### Tugas Tertulis 1
Tuliskan kembali bagian kutipan sumber tentang pendahuluan tesis tanpa perubahan sedikit pun, dari "BAB I PENDAHULUAN" sampai dengan "menjawab pertanyaan penelitian.".

### Kutipan Sumber
● ● ● ● ●

BAB I PENDAHULUAN
Bab pendahuluan dalam tesis ini menguraikan latar belakang dilakukannya penelitian dimana akan dibahas mengenai potensi sumber daya panas bumi di Indonesia, kegiatan pengembangan panas bumi dan profil risiko yang berbeda pada setiap tahapan dan status proyek pengembangan panas bumi, serta alasan penulis memilih obyek penelitian di PT. X. Setelah itu, sub bab rumusan masalah akan membahas permasalahan dan risiko yang menarik minat penulis untuk memilih topik ini. Kemudian dilanjutkan dengan sub bab pertanyaan penelitian, tujuan penelitian, batasan penelitian, dan sistematika penulisan. Dalam sub bab tersebut akan dijelaskan fokus penelitian mulai dari pertanyaan penelitian hingga sistematika penulisan sehingga didapatkan kerangka berpikir yang terstruktur dalam menjawab pertanyaan penelitian.

● ● ● ● ●

[Catatan titik berlabel]
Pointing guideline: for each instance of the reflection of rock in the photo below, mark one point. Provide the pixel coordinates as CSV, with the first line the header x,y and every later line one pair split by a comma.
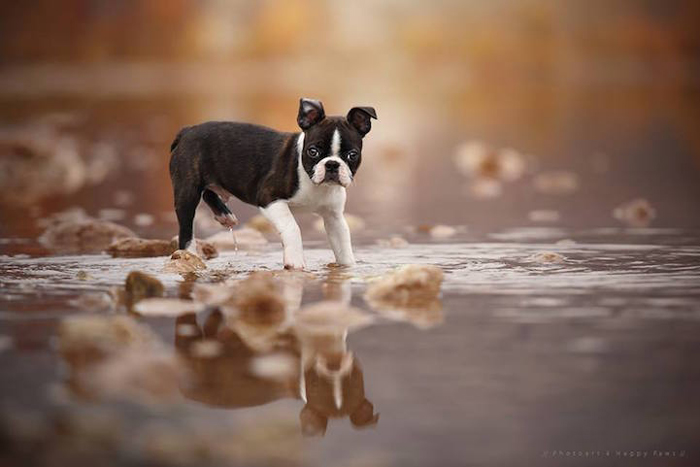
x,y
140,248
166,307
244,239
205,249
140,285
636,213
83,236
184,262
547,257
86,339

● ● ● ● ●

### Tugas Tertulis 2
Sebutkan satu per satu setiap baris di atas yang memuat kata "guideline", salin utuh tiap baris itu.

### Jawaban Benar 1
BAB I PENDAHULUAN
Bab pendahuluan dalam tesis ini menguraikan latar belakang dilakukannya penelitian dimana akan dibahas mengenai potensi sumber daya panas bumi di Indonesia, kegiatan pengembangan panas bumi dan profil risiko yang berbeda pada setiap tahapan dan status proyek pengembangan panas bumi, serta alasan penulis memilih obyek penelitian di PT. X. Setelah itu, sub bab rumusan masalah akan membahas permasalahan dan risiko yang menarik minat penulis untuk memilih topik ini. Kemudian dilanjutkan dengan sub bab pertanyaan penelitian, tujuan penelitian, batasan penelitian, dan sistematika penulisan. Dalam sub bab tersebut akan dijelaskan fokus penelitian mulai dari pertanyaan penelitian hingga sistematika penulisan sehingga didapatkan kerangka berpikir yang terstruktur dalam menjawab pertanyaan penelitian.

### Jawaban Benar 2
Pointing guideline: for each instance of the reflection of rock in the photo below, mark one point. Provide the pixel coordinates as CSV, with the first line the header x,y and every later line one pair split by a comma.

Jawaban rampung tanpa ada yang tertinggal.